[Dataset entries]
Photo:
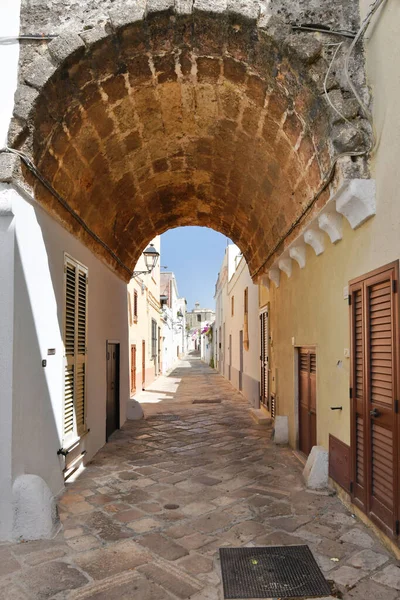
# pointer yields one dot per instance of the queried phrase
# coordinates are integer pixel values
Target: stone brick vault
(146, 117)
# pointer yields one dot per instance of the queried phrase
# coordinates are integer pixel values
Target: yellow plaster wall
(310, 306)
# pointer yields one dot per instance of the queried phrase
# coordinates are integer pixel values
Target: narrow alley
(147, 516)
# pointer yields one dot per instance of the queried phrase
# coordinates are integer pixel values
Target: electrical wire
(360, 33)
(329, 177)
(326, 181)
(29, 164)
(19, 38)
(342, 33)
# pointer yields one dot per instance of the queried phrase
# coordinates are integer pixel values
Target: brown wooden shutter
(246, 342)
(69, 342)
(75, 341)
(357, 392)
(307, 399)
(381, 386)
(374, 376)
(135, 306)
(80, 397)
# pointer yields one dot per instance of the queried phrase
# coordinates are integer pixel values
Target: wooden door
(264, 360)
(374, 404)
(133, 368)
(230, 357)
(143, 363)
(241, 360)
(307, 399)
(112, 412)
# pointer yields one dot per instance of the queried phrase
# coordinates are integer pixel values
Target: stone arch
(168, 115)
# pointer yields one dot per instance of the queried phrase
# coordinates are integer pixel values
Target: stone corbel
(6, 208)
(274, 275)
(331, 223)
(285, 265)
(298, 253)
(356, 200)
(315, 239)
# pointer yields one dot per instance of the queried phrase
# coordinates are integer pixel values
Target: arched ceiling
(201, 119)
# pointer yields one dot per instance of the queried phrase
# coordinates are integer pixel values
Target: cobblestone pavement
(145, 519)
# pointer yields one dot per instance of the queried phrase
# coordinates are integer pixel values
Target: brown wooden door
(143, 363)
(374, 377)
(133, 368)
(307, 399)
(112, 418)
(264, 376)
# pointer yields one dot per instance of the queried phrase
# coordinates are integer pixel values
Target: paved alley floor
(145, 519)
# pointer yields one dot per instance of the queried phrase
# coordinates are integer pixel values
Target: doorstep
(261, 415)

__How to complete this task__. Print each entry above exactly. The pictures should not be printed.

__Exercise output__.
Photo:
# pointer yields one dot per instance of the queried phrase
# coordinates are integer pixel values
Target: stone brick vault
(146, 117)
# pointer yields one dot per instance of the queried phrase
# coordinates are integer pixel values
Target: yellow plaster wall
(310, 306)
# pointer yields one dot per instance of the queried phrase
# coordinates are integer pixel values
Target: narrow alley
(147, 516)
# pointer yields one dot per instance of the queried phrase
# coordinates are integer pixel values
Target: electrical wire
(360, 33)
(329, 177)
(326, 181)
(29, 164)
(19, 38)
(342, 33)
# pointer yields one dot per instance of the queried phrase
# coordinates are integer pixel values
Target: brown wooden shutter
(246, 342)
(69, 342)
(75, 341)
(357, 392)
(307, 399)
(381, 386)
(374, 376)
(135, 306)
(80, 397)
# pointer yields one dot per instance of the queried phrase
# coordinates are integer pixel values
Target: wooden door
(264, 360)
(374, 404)
(133, 368)
(230, 357)
(143, 363)
(241, 360)
(307, 399)
(112, 412)
# pointer yields one dot per instance of the queried phrase
# coordinates are integer pixel values
Target: stone arch
(168, 115)
# pointer yields one dot per instance of the queried phrase
# coordinates are integer pixel values
Target: stone corbel
(6, 208)
(274, 275)
(331, 223)
(285, 265)
(298, 253)
(356, 200)
(315, 239)
# pointer yields one dot per instance of the queried phrase
# coordinates are integer pixel values
Target: arched ceiling
(201, 119)
# pointer yields one dot per instance of the queried phrase
# coordinates are integer pixel values
Target: cobblestone pavement
(145, 519)
# pointer yields one dot per instance of the queried phrase
# coordinates are integer pixel values
Target: brown wooden door
(143, 363)
(374, 377)
(133, 368)
(307, 399)
(112, 418)
(264, 376)
# pointer yields one dot per instance of the queried phrase
# coordinates are integer pixel values
Target: paved alley floor
(145, 519)
# pointer yields one dot per instance of the queried phrase
# coordinates are integer pixel values
Target: doorstep
(261, 415)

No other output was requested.